→ **Object location annotation data**:

==========

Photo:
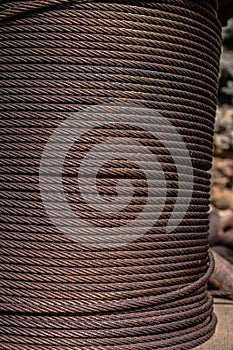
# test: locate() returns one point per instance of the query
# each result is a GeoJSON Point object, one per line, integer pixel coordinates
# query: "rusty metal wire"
{"type": "Point", "coordinates": [56, 58]}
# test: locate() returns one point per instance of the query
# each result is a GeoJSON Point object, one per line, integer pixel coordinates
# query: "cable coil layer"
{"type": "Point", "coordinates": [156, 62]}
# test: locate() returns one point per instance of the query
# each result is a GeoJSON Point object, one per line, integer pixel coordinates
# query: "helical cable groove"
{"type": "Point", "coordinates": [157, 63]}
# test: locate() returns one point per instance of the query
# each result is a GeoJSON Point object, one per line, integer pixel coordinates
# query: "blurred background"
{"type": "Point", "coordinates": [222, 171]}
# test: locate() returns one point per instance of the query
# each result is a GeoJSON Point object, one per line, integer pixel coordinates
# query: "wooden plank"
{"type": "Point", "coordinates": [223, 337]}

==========

→ **WORK TO COMPLETE**:
Reproduce the whole listing word for word, setting aside any pictures.

→ **SOLUTION TO THE EXERCISE**:
Photo:
# test: locate() returns one point per instance of the query
# each result is a GeoJSON Point object, one per line, integer pixel coordinates
# query: "rusty metal wire"
{"type": "Point", "coordinates": [56, 58]}
# test: locate() returns one point per instance of the query
# each result is a GeoJSON Point object, one per line, integer pixel coordinates
# query: "cable coil layer"
{"type": "Point", "coordinates": [156, 62]}
# test: locate() returns one point per instance of the query
# each result is a GeoJSON Point object, one per line, integer pixel coordinates
# query: "helical cable groove"
{"type": "Point", "coordinates": [157, 63]}
# test: locate() returns one point per instance of the query
# each result is a GeoJSON Point object, one per line, integer pixel coordinates
# query: "blurred background"
{"type": "Point", "coordinates": [222, 171]}
# test: locate() returns one point per instance of the query
# each result is a GeoJSON Point object, one per line, integer pixel coordinates
# query: "wooden plank"
{"type": "Point", "coordinates": [223, 337]}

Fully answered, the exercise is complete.